▸ REQUIRED WORK
- A) According to the passage on home generators, what are the drawbacks of choosing a generator that is too large?
- B) In the passage on home generators, condense the paragraph beginning "Picking the right generator for your home is crucial" into a short bulleted list that keeps its main facts.

╭─ PASSAGE PROVIDED

The importance of having power in your home cannot be underestimated. Home generators were recently considered to be the next must-have appliance for any home and it is easy to see why. Whole-home generators are becoming a must-have appliance this year, with demand at an all-time high. But it is not just about the demand, it is about changing with the times. The fragility of the old electrical grids are having a direct impact on the power to our homes. As a result, homeowners are starting to take control of their own electrical power. We have to remember that if there is a power outage, life pretty much stops. But this is where a generator will power into life, ensuring that we do not go without. A generator is going to protect your home and your utilities from unexpected hazards. In a matter of seconds, power kicks in, and life carries on. But when it comes to choosing a generator, it is not a one-size-fits-all approach. Choosing the right generator is about picking the right size. And to answer this question, we have to go through a few steps.
Understanding How Much Power You Really Need
Picking the right generator for your home is crucial, and choosing the right size depends on how much power you need for the property. If you choose a unit too small, it may not be able to handle the appliances you use on a daily basis. If you blast the air conditioner all day, every day, or use pumps to keep your basement free from dampness, a small unit will not provide enough power. On the other hand, if you choose a generator too large, this isn’t just inefficient for your needs, but it wastes fuel, which will cost you more in the long-run.

╰─
╭─ DATA EXTRACT

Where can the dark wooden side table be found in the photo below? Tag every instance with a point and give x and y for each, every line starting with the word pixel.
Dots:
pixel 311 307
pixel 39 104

╰─

▸ WRITTEN ANSWERS
- A) It is inefficient for your needs and wastes fuel, which costs more in the long run.

- B)
- The right generator size depends on how much power the property needs.
- A unit that is too small may not handle daily appliances, such as an air conditioner running all day or pumps keeping a basement dry.
- A unit that is too large is inefficient and wastes fuel, costing more in the long run.